■ Verilen metin
§

Size iyimserlikten bahsedeceğim,
ya da tam olarak iyimserlik eğiliminden.
Bu, son birkaç senedir laboratuvarımda
üzerine çalıştığımız kavramsal bir yanılsama
ve yüzde 80'imizde var.
Hayatımızda iyi durumlarla karşılaşma olasılığımızı
olduğundan yüksek öngörüp kötü durumlarla karşılaşma olasılığımızı
olduğundan düşük öngörmeye daha yatkınız.
Yani, kansere yakalanma, ya da bir araba kazası geçirme
olasılıklarımızı düşük tahmin ederiz.
Uzun yaşam ve kariyerde başarı olasılıklarımızı yüksek tutarız.
Kısacası, gerçekçi olmaktan ziyade iyimseriz,
ama bu durumu pek de umursamıyoruz.

§

■ Gösterilen bilgiler
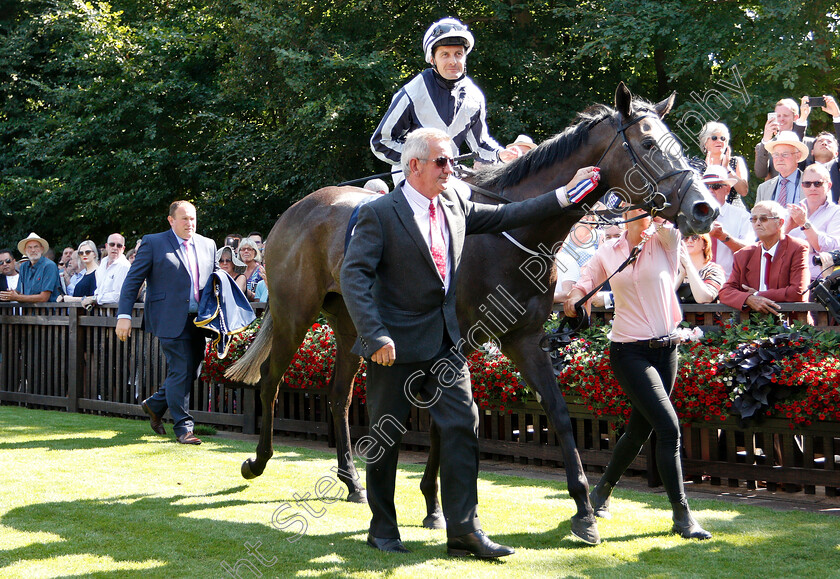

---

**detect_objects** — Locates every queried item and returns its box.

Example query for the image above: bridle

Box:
[466,112,693,225]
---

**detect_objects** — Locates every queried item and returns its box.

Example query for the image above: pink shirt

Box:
[575,227,682,342]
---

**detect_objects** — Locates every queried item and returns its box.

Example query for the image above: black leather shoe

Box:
[175,431,201,444]
[368,534,411,553]
[446,530,515,559]
[671,500,712,541]
[140,400,166,434]
[572,515,601,545]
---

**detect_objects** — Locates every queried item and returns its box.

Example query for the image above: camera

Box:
[808,272,840,324]
[813,250,840,269]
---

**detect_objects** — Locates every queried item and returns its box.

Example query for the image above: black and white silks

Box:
[370,68,503,165]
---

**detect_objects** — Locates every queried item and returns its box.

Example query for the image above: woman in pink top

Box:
[564,209,712,539]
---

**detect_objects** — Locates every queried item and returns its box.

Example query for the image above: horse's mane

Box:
[475,97,653,191]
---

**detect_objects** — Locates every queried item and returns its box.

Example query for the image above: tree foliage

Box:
[0,0,840,251]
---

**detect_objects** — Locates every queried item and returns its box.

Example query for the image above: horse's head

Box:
[600,83,719,235]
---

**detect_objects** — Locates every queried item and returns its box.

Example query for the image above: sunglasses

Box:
[432,24,467,38]
[750,215,778,223]
[420,157,455,169]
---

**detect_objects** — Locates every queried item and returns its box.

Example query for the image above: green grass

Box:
[0,406,840,579]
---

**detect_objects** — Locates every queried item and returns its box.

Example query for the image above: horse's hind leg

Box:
[502,334,601,545]
[420,420,446,529]
[326,300,367,503]
[242,308,318,479]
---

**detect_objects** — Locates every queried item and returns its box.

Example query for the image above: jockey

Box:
[370,18,521,183]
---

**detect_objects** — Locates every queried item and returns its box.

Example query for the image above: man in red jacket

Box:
[720,201,811,314]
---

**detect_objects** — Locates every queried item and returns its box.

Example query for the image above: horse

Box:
[227,83,718,544]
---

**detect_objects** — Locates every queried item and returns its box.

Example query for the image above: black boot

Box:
[589,479,614,519]
[671,499,712,540]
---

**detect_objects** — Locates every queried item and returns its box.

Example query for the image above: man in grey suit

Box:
[341,129,597,558]
[755,131,808,211]
[116,201,218,444]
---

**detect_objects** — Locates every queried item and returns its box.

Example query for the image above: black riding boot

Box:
[671,499,712,540]
[589,478,614,519]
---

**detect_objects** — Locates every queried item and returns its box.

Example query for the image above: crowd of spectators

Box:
[555,95,840,320]
[0,231,268,309]
[0,95,840,322]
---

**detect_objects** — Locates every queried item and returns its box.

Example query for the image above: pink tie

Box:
[183,240,198,301]
[764,252,773,289]
[429,201,446,280]
[776,177,787,207]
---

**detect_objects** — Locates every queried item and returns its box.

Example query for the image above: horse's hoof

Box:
[423,510,446,529]
[347,489,367,505]
[242,458,262,480]
[572,515,601,545]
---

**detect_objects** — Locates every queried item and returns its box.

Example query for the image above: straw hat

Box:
[764,131,810,161]
[216,245,245,267]
[506,135,537,151]
[703,165,738,187]
[18,231,50,255]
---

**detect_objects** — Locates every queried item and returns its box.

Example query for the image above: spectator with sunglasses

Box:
[0,248,20,291]
[82,233,131,307]
[785,163,840,279]
[677,233,726,304]
[691,122,750,209]
[720,201,811,314]
[370,18,521,184]
[216,245,247,293]
[703,165,755,277]
[58,239,99,302]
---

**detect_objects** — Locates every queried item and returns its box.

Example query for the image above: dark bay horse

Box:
[228,83,717,542]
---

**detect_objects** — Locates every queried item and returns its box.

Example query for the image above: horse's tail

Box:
[225,309,273,385]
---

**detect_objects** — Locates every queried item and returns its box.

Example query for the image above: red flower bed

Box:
[202,312,840,428]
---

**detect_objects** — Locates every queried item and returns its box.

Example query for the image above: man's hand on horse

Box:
[741,284,779,314]
[116,318,131,342]
[563,289,589,318]
[560,167,601,207]
[370,342,397,366]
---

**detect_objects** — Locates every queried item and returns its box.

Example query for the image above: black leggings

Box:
[603,342,685,502]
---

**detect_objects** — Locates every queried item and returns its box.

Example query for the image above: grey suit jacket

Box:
[118,229,218,338]
[755,169,802,203]
[341,187,563,363]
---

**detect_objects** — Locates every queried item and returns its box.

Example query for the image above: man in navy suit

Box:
[341,129,597,558]
[117,201,218,444]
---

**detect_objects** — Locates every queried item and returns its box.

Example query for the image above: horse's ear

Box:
[615,81,633,119]
[653,91,677,119]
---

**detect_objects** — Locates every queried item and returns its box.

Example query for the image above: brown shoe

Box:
[140,400,166,434]
[176,431,201,444]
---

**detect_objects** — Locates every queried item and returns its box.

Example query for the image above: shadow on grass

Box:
[0,411,840,578]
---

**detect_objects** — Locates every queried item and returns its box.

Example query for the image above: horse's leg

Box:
[327,301,367,503]
[502,332,601,545]
[242,354,285,480]
[420,420,446,529]
[242,304,322,479]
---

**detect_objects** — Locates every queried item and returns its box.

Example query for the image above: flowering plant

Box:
[202,315,840,428]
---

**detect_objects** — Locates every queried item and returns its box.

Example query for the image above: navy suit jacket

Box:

§

■ Yazılı görev 1
İyimserlik eğilimi üzerine olan metne göre bu yanılsama insanların yüzde kaçında görülüyor?
■ Yazılı görev 2
İyimserlik eğilimini anlatan metni son cümlesinden sonra sürdürün.

■ Alıştırma cevabı 1
Yüzde 80'inde.

■ Alıştırma cevabı 2
Örneğin evliliği ele alalım.
Batılı ülkelerde boşanma oranı yaklaşık yüzde 40.
Bu demek ki, her beş evlilikten ikisi
mal varlıklarını bölüşmeyle son bulacaktır.
Fakat yeni evlilere boşanma olasılıklarını sorduğunuzda,
bunu yüzde sıfır olarak öngörürler.
Boşanma avukatları bile, ki bunu asıl bilmesi gerekenler onlar,
kendi boşanma olasılıklarını fazlasıyla düşük öngörürler.
Durum şu ki, iyimserlerin boşanma olasılıkları normalden daha düşük değil,
fakat tekrar evlenme olasılıkları daha yüksek.
Samuel Johnson'ın dediği gibi,
"İkinci evlilik, umudun deneyime karşı kazandığı zaferdir."
(Kahkahalar)
Bununla birlikte, evliysek, çocuk yapma olasılığımız daha yüksek.
Hepimiz de çocuklarımızın mutlaka yetenekli olacaklarını düşünürüz.
Bu arada, bu, benim iki yaşındaki yeğenim, Guy.
Şunu açıkça belirtmek isterim
o, iyimserlik eğiliminin oldukça kötü bir örneği,
çünkü hakikaten çok yetenekli.
(Kahkahalar)
Ben yalnız değilim.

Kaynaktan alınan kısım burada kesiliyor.